» What is being asked: Reproduce the following lines verbatim, omitting the picture from your answer.

» Data supplied:
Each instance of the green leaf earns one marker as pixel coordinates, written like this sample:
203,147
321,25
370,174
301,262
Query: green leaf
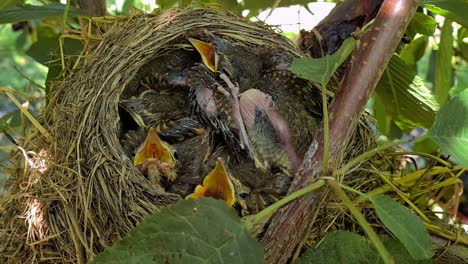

» Answer to this task:
Each instance of the green leaf earns one marker as pixel coordinates, written like this sample:
203,147
321,25
370,174
301,262
Query: green leaf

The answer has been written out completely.